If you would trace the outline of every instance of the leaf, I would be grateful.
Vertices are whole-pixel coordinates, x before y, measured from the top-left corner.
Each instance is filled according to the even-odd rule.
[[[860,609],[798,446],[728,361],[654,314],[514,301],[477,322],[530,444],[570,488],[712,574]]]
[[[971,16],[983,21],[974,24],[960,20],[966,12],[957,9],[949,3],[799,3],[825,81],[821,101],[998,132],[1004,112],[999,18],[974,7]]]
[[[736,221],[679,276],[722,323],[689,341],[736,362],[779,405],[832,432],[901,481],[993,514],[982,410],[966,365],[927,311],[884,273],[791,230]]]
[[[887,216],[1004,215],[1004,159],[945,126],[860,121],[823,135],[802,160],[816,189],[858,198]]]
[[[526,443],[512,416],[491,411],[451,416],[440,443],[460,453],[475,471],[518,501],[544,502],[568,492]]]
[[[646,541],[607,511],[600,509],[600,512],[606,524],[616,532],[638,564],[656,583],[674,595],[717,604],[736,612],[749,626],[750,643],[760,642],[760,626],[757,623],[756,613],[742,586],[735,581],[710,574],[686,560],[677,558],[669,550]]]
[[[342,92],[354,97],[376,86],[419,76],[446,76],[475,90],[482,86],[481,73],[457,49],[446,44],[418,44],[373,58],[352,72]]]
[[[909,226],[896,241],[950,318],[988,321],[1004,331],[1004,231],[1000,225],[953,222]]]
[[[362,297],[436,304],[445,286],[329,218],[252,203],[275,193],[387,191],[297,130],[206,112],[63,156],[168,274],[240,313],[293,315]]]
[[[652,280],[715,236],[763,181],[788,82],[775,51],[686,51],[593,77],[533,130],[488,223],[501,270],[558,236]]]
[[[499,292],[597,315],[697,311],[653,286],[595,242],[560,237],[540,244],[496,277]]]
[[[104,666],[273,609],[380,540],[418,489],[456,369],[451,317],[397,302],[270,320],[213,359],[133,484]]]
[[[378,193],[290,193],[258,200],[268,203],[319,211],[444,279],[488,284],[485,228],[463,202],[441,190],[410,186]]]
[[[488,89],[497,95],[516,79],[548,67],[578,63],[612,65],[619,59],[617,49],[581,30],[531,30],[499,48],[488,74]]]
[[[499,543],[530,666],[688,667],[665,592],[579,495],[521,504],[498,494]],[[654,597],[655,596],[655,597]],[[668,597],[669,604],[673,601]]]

--- --- ---

Recopy the entries above exactly, with every line included.

> Written solution
If you would trace the outline of every instance of the leaf, I would be grateful.
Vertices are whole-pixel coordinates, x before y, measured from the top-left corner.
Each instance is filled according to the even-odd rule.
[[[860,609],[798,446],[728,361],[654,314],[514,301],[477,322],[530,444],[570,488],[712,574]]]
[[[971,16],[983,21],[974,24],[960,20],[966,12],[957,9],[949,3],[799,3],[825,81],[821,101],[998,132],[1004,112],[999,18],[974,7]]]
[[[736,221],[679,276],[722,323],[689,341],[736,362],[779,405],[832,432],[901,481],[993,514],[982,410],[966,365],[927,311],[884,273],[791,230]]]
[[[887,216],[1004,215],[1004,159],[945,126],[860,121],[823,135],[802,160],[816,189],[858,198]]]
[[[526,443],[512,416],[491,411],[451,416],[440,443],[460,453],[475,471],[518,501],[544,502],[568,492]]]
[[[646,541],[607,511],[600,509],[600,512],[606,524],[616,532],[638,564],[656,583],[674,595],[717,604],[736,612],[749,626],[750,643],[760,642],[760,626],[757,623],[756,613],[742,586],[735,581],[710,574],[686,560],[677,558],[669,550]]]
[[[342,92],[354,97],[376,86],[419,76],[446,76],[475,90],[482,86],[481,73],[457,49],[446,44],[418,44],[373,58],[352,72]]]
[[[909,226],[896,241],[950,318],[988,321],[1004,331],[1004,231],[1000,225],[953,222]]]
[[[362,297],[436,304],[445,286],[329,218],[252,203],[275,193],[387,191],[297,130],[206,112],[63,156],[168,274],[240,313],[293,315]]]
[[[652,280],[715,236],[763,181],[788,82],[775,51],[686,51],[593,77],[533,130],[488,223],[501,270],[558,236]]]
[[[499,292],[597,315],[697,311],[653,286],[595,242],[560,237],[540,244],[496,277]]]
[[[104,666],[273,609],[380,540],[418,489],[456,369],[451,317],[397,302],[270,320],[213,359],[133,484]]]
[[[378,193],[290,193],[258,200],[268,203],[319,211],[444,279],[488,284],[485,228],[463,202],[441,190],[410,186]]]
[[[488,89],[497,95],[516,79],[548,67],[578,63],[612,65],[619,59],[617,49],[581,30],[531,30],[499,48],[488,74]]]
[[[499,543],[530,666],[688,667],[665,592],[579,495],[521,504],[498,494]],[[654,597],[655,596],[655,597]],[[668,597],[669,604],[673,601]]]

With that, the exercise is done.